= Try it =
Once you find the line containing "Target: clear blue sky" in the data below, copy it and each following line exactly, up to and including the line containing "of the small", and nothing else.

= Extracted records =
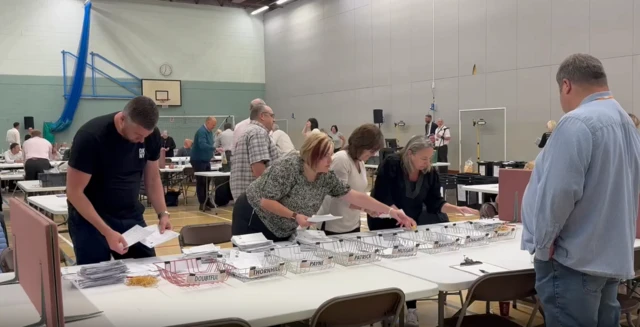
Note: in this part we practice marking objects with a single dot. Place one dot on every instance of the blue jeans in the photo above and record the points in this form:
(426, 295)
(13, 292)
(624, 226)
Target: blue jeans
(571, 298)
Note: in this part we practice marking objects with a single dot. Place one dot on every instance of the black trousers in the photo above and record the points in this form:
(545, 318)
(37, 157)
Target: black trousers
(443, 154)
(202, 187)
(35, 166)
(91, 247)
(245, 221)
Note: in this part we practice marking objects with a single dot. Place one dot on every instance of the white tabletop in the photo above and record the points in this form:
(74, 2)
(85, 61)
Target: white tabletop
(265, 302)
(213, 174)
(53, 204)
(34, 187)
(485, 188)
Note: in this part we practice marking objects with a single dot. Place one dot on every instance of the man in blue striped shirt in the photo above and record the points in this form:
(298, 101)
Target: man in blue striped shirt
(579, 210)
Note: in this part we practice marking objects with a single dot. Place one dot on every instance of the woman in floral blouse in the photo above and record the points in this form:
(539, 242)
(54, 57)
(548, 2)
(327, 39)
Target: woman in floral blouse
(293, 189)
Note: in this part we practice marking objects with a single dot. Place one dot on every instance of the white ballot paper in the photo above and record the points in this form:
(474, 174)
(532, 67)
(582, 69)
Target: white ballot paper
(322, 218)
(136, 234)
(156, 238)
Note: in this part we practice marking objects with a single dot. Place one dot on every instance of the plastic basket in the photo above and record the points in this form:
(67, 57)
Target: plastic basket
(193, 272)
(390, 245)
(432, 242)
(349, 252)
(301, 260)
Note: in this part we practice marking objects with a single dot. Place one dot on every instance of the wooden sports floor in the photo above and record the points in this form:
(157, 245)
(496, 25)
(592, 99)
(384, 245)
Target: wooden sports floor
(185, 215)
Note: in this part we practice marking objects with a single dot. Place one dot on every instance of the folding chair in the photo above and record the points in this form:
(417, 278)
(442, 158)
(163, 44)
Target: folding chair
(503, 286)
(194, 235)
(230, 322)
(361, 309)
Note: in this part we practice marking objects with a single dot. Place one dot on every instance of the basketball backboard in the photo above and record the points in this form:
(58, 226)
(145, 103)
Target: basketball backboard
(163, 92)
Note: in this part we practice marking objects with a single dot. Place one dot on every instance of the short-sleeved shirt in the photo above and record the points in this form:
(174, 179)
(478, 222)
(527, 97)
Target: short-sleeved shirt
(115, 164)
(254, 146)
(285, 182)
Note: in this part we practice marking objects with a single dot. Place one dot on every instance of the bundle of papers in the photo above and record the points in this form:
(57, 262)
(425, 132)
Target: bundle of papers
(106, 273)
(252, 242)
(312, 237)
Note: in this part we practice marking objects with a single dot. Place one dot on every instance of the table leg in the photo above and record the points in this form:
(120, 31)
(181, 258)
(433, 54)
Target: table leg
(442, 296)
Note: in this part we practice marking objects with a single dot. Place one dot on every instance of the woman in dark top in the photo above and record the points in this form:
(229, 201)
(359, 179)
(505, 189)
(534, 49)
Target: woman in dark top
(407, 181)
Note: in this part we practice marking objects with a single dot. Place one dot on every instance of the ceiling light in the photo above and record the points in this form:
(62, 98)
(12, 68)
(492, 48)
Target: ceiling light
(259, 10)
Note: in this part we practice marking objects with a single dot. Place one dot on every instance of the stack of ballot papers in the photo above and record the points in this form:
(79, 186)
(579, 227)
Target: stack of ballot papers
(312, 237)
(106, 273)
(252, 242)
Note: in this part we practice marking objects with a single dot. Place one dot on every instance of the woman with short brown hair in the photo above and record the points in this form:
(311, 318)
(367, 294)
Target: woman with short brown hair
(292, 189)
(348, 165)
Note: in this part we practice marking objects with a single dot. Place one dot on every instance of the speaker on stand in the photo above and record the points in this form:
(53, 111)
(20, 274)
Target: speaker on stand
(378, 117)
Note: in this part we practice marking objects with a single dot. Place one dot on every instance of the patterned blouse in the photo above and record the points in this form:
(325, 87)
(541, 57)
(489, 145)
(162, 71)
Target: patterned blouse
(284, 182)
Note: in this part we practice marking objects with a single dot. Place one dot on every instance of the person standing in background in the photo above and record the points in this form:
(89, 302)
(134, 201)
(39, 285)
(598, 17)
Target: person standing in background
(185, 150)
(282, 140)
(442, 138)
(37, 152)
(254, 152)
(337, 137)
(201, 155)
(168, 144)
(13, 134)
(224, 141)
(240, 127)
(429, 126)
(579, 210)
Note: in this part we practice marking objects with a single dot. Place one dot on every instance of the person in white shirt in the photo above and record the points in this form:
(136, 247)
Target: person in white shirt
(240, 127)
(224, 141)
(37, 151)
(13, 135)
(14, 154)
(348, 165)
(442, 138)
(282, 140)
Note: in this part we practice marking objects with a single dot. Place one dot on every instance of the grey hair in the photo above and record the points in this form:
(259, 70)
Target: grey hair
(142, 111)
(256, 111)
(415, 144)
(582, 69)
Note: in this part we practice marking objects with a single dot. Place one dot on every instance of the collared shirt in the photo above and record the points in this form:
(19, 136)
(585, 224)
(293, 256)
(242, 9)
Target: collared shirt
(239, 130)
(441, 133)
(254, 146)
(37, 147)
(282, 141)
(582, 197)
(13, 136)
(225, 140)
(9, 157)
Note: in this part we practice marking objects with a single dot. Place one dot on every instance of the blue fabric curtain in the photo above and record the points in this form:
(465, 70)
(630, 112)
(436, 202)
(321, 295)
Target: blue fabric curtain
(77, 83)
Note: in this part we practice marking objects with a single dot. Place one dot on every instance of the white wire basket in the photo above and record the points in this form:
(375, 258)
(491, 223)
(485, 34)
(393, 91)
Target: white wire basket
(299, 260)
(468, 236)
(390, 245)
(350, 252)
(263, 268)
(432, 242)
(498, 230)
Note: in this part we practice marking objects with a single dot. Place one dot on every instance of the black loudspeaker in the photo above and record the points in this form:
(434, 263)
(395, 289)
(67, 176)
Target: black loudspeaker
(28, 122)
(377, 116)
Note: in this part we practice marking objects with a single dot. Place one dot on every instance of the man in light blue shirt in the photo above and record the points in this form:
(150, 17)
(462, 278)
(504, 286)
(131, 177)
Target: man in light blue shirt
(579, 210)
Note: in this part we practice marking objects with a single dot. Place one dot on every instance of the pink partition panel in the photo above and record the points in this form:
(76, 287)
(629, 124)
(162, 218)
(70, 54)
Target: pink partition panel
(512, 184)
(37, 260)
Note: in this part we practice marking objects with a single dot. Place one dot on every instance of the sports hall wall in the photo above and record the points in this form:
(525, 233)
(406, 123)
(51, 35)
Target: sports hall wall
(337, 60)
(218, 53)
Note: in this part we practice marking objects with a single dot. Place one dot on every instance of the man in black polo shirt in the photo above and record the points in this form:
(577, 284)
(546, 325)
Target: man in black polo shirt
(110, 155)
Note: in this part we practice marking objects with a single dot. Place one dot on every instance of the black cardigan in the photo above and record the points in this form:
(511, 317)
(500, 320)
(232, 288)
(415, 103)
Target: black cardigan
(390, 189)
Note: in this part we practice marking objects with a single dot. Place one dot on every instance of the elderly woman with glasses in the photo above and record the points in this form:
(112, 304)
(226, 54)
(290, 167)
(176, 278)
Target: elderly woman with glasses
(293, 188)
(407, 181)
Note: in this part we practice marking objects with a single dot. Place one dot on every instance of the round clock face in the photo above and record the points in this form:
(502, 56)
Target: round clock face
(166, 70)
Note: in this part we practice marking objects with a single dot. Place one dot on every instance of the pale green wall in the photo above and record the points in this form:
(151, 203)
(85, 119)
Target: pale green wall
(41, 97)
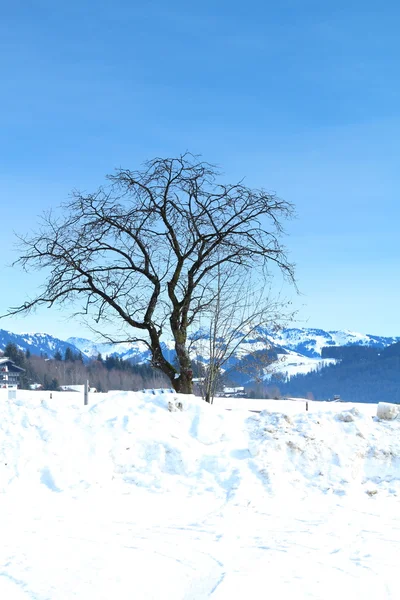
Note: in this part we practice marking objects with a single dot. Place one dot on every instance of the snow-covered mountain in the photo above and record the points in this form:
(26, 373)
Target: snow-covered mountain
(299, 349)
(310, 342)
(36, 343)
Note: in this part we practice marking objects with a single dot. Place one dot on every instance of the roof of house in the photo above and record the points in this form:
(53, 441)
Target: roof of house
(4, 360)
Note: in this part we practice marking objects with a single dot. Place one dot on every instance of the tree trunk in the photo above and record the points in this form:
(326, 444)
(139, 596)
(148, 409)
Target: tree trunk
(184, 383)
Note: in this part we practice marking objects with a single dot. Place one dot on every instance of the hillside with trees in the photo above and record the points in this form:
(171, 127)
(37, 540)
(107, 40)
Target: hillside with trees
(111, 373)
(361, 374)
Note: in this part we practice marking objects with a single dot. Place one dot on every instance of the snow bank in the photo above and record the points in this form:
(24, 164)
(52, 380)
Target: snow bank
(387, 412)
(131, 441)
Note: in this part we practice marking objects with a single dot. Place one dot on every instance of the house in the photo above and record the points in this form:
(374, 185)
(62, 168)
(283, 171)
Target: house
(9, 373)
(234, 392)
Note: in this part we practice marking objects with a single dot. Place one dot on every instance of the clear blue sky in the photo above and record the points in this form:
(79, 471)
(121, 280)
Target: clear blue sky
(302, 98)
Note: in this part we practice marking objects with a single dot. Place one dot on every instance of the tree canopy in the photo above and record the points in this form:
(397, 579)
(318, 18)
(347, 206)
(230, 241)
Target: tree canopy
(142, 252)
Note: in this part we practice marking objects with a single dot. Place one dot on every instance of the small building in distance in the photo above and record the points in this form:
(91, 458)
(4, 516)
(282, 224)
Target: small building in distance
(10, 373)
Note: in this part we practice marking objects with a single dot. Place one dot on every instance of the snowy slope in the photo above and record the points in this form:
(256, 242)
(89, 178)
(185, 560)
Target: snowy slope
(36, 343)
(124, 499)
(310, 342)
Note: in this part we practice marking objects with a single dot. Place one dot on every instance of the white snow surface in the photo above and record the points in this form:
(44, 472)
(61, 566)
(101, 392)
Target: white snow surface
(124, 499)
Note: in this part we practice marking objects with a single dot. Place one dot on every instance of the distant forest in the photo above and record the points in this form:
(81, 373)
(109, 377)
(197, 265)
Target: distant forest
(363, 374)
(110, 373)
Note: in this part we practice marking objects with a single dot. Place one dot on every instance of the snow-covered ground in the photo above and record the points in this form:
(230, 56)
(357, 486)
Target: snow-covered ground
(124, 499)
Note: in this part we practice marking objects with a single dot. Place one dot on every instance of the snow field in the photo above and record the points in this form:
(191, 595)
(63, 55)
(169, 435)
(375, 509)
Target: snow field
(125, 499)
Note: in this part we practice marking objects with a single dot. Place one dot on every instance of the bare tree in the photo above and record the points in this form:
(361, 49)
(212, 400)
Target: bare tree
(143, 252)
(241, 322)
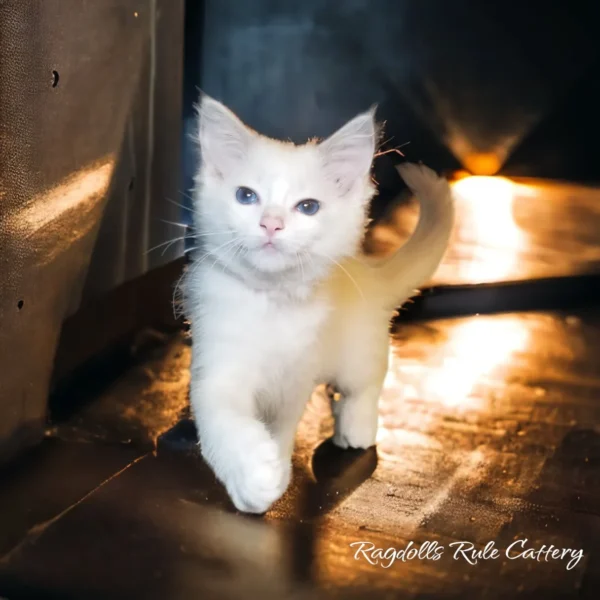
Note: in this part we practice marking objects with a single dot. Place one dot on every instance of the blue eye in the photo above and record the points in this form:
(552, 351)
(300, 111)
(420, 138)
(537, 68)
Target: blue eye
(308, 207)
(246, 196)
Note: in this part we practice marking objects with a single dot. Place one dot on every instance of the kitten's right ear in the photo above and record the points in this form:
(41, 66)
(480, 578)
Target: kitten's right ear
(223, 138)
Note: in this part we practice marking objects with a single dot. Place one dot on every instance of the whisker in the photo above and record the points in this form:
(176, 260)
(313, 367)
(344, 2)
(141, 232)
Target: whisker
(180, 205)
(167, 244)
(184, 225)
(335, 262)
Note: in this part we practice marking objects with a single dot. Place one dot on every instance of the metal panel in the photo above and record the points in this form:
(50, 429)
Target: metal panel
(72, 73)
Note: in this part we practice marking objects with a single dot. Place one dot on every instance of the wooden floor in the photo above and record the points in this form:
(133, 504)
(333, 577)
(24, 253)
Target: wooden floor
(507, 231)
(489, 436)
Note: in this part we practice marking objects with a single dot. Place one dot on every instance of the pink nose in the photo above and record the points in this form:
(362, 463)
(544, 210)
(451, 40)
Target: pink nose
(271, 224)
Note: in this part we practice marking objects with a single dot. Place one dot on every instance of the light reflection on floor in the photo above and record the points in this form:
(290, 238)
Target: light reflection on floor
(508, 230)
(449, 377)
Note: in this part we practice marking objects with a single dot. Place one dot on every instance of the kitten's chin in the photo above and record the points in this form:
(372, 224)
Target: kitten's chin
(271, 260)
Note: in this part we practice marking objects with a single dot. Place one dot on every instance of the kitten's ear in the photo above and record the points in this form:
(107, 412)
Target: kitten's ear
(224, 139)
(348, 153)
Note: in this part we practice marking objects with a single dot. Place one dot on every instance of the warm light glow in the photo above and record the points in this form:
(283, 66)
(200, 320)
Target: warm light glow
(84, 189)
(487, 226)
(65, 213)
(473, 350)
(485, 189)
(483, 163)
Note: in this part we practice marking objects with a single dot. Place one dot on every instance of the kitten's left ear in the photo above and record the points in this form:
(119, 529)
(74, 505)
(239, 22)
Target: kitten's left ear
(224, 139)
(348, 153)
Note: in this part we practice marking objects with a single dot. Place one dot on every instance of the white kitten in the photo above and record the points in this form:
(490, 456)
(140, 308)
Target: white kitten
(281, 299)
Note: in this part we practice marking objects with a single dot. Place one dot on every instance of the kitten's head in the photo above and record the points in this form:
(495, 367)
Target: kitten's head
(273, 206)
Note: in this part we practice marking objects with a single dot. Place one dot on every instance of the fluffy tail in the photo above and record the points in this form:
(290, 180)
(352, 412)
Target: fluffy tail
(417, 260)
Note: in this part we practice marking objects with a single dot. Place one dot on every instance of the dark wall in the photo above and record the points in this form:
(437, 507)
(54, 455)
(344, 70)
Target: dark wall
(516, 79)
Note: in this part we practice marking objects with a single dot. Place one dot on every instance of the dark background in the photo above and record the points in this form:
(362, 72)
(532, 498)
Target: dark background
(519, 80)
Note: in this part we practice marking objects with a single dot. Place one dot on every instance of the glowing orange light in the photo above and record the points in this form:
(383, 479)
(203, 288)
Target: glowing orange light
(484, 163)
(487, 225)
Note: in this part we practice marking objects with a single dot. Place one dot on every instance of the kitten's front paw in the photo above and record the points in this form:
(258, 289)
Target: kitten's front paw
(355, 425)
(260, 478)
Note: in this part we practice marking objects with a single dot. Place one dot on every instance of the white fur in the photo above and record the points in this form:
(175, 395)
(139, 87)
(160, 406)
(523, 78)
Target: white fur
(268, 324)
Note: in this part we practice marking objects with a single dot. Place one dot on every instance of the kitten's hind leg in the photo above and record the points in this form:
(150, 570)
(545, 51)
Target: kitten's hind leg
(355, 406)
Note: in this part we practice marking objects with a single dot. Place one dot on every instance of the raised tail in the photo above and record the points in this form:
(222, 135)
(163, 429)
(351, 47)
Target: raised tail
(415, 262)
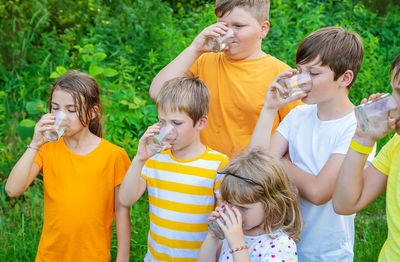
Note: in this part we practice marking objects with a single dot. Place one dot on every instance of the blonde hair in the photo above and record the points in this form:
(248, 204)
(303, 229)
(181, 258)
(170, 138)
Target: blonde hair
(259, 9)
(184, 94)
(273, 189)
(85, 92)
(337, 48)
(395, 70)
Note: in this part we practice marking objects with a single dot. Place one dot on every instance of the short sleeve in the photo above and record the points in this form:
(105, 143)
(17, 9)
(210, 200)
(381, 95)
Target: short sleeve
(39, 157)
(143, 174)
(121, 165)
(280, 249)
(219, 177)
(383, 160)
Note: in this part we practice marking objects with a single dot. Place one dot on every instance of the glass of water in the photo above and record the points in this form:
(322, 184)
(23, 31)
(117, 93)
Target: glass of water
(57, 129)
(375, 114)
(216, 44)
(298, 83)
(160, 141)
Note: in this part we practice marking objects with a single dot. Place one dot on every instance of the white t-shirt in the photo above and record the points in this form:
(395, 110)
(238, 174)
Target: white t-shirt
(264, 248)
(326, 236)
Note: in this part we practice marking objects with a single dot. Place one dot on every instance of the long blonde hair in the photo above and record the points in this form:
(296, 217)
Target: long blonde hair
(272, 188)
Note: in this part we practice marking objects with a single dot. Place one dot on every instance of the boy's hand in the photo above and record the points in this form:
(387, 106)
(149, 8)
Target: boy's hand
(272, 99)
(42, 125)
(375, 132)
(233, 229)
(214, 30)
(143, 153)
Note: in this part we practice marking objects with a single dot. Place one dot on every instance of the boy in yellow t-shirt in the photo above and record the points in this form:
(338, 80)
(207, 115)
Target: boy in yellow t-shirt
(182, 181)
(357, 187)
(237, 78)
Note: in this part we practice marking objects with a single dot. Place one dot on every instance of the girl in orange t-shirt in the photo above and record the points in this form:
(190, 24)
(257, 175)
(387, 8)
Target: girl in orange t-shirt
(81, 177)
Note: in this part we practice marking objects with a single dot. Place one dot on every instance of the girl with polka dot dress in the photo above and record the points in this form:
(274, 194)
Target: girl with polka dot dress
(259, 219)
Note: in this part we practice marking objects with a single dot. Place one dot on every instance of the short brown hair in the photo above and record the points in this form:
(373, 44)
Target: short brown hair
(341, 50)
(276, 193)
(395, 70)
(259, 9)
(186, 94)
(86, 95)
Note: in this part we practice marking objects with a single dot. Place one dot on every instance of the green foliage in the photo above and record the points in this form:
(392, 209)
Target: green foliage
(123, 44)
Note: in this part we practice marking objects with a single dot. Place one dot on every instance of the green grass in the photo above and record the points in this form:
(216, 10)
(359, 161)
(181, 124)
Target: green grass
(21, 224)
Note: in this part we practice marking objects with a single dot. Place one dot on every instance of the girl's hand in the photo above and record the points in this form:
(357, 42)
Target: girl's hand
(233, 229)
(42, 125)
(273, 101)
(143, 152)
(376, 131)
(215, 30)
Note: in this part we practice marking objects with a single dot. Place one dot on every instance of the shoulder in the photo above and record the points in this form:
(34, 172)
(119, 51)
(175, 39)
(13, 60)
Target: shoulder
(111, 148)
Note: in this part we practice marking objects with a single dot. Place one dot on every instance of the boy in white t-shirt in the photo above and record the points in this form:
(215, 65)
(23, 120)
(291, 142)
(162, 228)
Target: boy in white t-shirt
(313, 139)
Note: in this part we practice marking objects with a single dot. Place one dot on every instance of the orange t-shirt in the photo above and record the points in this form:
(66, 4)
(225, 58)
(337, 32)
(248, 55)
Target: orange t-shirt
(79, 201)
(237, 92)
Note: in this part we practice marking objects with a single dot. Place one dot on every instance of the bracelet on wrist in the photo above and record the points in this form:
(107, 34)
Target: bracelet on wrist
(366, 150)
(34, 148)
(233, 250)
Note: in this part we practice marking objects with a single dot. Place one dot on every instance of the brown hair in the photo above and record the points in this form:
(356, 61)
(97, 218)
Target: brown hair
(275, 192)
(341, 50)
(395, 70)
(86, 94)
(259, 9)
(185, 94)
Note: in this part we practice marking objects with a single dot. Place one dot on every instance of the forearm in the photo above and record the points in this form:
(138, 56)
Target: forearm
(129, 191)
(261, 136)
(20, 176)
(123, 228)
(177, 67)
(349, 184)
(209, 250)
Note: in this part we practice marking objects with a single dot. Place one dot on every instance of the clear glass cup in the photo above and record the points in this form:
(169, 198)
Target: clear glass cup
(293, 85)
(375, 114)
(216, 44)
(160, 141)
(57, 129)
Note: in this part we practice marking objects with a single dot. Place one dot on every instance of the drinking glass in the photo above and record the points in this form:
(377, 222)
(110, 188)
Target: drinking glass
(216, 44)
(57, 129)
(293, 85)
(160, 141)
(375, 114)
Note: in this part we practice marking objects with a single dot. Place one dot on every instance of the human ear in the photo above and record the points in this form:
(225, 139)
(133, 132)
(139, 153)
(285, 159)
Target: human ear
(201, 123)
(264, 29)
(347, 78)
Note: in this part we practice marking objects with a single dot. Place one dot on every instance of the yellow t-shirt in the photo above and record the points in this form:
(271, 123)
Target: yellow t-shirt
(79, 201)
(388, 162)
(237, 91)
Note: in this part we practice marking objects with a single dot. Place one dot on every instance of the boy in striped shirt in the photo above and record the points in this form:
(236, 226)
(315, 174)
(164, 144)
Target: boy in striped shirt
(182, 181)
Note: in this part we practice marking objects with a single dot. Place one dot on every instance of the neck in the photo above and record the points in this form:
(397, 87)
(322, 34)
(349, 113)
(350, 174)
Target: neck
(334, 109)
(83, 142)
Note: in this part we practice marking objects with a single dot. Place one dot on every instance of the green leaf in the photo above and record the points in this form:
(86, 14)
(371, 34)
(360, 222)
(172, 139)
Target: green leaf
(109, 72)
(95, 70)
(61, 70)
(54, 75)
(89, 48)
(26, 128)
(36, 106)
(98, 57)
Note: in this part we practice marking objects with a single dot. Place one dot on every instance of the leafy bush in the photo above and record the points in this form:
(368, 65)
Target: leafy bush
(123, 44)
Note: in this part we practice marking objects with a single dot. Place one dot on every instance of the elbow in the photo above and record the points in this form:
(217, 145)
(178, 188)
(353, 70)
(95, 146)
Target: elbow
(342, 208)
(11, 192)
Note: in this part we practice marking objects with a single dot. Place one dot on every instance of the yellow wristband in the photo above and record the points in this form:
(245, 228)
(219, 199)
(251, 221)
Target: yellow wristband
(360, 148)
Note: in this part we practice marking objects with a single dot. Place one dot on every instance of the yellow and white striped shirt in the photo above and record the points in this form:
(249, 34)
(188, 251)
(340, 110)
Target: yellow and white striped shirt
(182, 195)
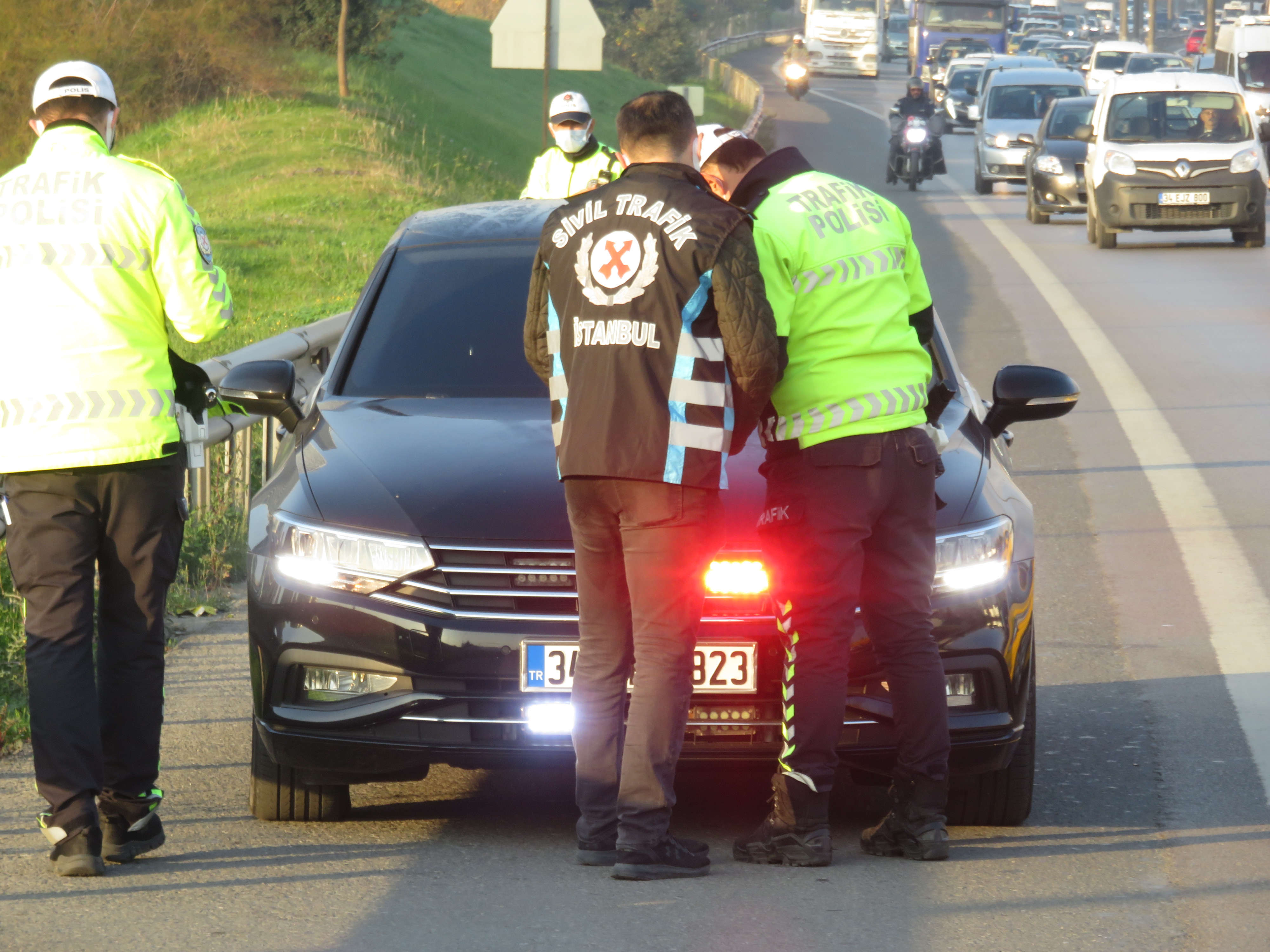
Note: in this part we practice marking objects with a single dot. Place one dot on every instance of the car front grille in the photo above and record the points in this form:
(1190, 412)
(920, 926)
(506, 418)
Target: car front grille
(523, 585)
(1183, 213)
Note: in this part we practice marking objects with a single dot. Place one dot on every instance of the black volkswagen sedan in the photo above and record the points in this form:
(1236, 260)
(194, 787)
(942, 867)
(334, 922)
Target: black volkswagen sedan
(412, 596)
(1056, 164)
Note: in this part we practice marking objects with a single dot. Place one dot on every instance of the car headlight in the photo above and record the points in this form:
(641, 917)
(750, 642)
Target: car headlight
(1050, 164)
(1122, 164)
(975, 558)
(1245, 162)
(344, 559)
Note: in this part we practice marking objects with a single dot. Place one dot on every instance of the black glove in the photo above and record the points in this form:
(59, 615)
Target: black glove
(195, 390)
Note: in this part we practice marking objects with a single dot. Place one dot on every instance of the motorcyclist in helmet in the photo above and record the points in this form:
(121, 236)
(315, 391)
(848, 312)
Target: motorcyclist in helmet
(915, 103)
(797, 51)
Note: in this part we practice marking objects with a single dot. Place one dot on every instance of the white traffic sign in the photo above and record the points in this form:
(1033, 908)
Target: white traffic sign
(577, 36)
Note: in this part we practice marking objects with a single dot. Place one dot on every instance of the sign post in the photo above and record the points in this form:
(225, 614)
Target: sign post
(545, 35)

= Task answer =
Target: clear blue sky
(302, 98)
Note: in this part we practice marking objects with a single dot. Place one dot on every instance of the tree canopy in the photo above and record the points in this form:
(397, 579)
(318, 18)
(347, 206)
(230, 241)
Target: tree canopy
(142, 252)
Note: in this part we practice marking objects with a single dot. Place one dot on every instance of the small building in distance in the photo above and record the points in this form:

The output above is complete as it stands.